- **Given records**:
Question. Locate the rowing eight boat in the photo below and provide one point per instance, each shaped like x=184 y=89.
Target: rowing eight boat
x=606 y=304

--

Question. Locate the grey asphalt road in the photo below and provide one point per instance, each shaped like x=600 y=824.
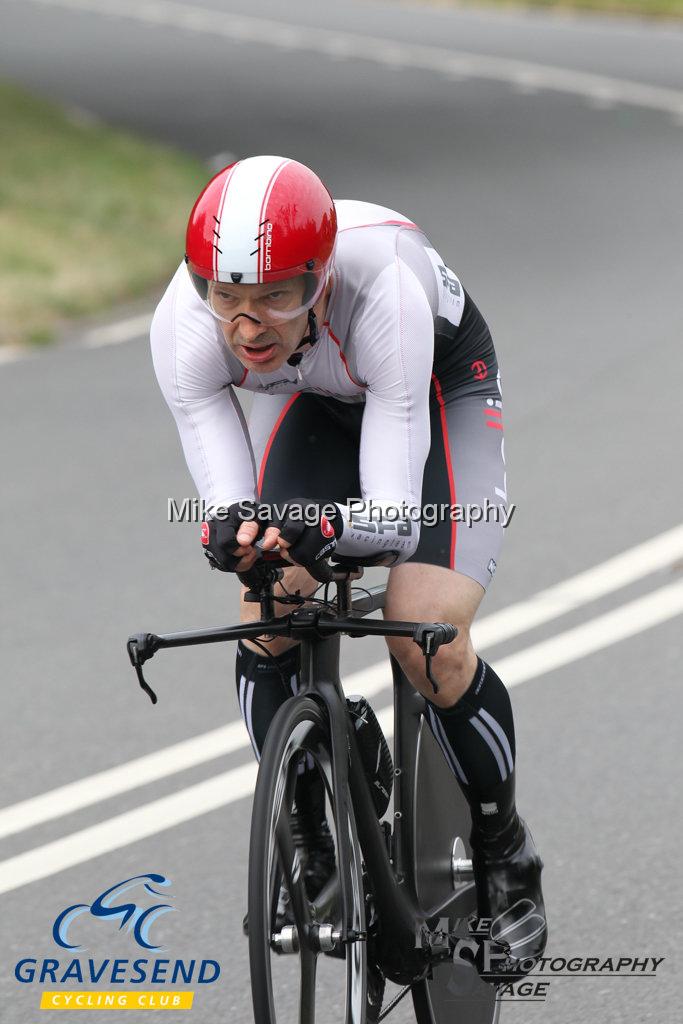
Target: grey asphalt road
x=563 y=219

- **Requirement**:
Work out how many lines above contain the word "each". Give only the number.

- **Result of the task**:
2